-------- Working data --------

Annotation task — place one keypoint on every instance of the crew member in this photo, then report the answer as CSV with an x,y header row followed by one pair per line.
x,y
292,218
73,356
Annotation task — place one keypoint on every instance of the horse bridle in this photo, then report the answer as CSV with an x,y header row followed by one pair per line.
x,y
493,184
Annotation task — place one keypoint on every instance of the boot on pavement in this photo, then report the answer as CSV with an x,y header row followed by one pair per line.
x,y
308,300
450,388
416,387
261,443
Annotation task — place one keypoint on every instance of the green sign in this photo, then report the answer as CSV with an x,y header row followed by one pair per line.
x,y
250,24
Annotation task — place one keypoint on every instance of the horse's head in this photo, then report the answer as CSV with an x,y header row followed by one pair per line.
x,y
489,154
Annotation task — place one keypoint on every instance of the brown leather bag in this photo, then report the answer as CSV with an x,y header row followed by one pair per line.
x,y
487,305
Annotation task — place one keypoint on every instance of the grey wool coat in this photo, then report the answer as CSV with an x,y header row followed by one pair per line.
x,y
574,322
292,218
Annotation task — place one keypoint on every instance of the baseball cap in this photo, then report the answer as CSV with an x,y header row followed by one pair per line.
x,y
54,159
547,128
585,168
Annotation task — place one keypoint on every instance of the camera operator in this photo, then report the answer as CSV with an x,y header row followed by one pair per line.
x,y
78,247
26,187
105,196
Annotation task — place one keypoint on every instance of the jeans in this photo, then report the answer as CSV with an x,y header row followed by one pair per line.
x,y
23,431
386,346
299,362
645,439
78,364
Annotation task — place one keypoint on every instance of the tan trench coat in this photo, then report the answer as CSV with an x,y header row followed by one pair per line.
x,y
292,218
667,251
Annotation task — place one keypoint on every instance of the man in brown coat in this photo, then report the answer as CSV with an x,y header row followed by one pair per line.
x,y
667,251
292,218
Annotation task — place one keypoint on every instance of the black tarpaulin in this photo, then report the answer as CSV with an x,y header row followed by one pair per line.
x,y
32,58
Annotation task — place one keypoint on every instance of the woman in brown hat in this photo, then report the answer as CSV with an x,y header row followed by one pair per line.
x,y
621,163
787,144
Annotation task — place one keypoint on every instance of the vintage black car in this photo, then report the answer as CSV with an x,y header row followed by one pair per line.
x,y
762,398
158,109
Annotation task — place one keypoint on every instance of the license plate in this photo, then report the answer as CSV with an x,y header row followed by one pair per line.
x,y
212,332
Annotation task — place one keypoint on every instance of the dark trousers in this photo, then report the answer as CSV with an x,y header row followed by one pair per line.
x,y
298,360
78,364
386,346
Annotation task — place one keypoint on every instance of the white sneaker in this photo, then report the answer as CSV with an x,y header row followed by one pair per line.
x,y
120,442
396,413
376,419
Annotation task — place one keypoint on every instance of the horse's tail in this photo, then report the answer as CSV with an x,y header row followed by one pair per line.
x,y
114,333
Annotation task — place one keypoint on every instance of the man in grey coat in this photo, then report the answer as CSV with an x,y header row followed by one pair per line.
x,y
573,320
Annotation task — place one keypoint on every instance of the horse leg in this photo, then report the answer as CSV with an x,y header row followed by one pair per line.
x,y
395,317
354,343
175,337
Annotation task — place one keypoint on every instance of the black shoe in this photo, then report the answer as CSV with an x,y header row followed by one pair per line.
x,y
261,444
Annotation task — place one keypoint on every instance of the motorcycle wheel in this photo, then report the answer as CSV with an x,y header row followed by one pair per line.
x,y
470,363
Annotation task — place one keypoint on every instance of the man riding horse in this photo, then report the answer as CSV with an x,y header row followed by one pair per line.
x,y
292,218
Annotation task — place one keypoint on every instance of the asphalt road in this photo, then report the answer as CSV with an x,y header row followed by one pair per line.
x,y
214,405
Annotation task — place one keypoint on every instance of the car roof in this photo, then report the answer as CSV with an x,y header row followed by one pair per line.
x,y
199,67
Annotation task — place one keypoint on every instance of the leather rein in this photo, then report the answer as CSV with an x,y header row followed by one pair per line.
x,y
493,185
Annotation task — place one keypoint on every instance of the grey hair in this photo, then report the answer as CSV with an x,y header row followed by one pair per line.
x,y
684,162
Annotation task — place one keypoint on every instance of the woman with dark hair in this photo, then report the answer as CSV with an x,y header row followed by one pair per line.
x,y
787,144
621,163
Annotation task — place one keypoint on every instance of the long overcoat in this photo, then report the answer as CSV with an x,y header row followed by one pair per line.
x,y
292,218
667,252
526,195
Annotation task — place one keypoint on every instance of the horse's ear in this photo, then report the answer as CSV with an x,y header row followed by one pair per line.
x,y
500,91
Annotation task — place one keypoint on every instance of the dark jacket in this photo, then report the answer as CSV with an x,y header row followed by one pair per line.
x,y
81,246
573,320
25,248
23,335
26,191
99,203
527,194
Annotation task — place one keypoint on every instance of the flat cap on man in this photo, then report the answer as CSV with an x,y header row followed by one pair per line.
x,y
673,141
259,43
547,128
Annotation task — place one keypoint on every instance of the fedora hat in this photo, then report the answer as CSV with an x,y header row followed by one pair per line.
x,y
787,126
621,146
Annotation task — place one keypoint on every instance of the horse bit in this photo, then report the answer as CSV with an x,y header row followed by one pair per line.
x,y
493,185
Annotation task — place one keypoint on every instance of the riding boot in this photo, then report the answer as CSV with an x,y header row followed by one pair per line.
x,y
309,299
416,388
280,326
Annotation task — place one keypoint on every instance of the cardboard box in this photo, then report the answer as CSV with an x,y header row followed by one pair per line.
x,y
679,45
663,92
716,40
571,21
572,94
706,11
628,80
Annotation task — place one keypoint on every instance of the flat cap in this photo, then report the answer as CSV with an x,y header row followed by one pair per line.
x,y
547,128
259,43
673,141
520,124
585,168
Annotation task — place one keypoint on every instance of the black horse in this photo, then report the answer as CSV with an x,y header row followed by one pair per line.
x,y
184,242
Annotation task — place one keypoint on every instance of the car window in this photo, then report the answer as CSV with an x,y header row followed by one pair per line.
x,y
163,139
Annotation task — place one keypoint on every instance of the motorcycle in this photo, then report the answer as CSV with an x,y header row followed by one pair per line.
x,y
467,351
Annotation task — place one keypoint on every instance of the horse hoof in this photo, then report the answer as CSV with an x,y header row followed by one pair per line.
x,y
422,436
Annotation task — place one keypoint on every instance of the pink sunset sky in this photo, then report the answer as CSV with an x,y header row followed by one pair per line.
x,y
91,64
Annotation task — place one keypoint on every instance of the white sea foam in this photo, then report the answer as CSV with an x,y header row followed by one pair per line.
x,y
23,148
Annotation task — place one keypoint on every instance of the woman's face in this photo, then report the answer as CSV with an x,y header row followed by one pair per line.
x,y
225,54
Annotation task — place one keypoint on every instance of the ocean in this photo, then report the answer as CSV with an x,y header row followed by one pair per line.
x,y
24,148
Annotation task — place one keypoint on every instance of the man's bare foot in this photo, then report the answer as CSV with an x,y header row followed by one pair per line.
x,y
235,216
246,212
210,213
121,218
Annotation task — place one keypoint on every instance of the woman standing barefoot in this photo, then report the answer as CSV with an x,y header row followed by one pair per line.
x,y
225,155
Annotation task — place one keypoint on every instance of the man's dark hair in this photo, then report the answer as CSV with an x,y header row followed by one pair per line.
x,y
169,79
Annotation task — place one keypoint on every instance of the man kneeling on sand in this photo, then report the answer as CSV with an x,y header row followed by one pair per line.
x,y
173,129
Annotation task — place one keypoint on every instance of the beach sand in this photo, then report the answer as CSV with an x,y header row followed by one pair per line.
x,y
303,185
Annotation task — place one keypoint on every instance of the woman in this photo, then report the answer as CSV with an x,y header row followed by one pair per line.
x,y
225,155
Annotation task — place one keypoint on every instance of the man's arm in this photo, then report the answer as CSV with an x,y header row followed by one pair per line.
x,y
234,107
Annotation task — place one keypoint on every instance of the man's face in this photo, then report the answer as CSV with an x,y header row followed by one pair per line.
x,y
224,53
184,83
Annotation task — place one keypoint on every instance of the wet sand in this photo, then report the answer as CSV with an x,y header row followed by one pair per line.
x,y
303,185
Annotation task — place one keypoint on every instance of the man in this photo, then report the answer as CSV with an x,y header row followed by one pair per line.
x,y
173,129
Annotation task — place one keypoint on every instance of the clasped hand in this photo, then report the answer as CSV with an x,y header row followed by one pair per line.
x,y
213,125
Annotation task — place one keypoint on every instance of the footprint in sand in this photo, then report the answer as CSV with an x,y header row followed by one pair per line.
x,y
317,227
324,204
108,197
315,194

--------

Request » From the line containing "the man in this" to the last line of the material, please quote every line exactly and only those.

Correct response »
Annotation task — place one keypoint on every instance of the man in this photo, then report the answer as CSV with an x,y header row followed by one pair per line.
x,y
173,129
Annotation task — place one keypoint on every instance of the clasped hand in this photo, then report the answer as CSV with an x,y header row followed by one pair per line.
x,y
213,125
Annotation task — place one keypoint on every instance of the footprint in sand in this photo, then report the answer as CSV with an x,y header row followed by one pair per line.
x,y
317,227
324,204
108,197
315,194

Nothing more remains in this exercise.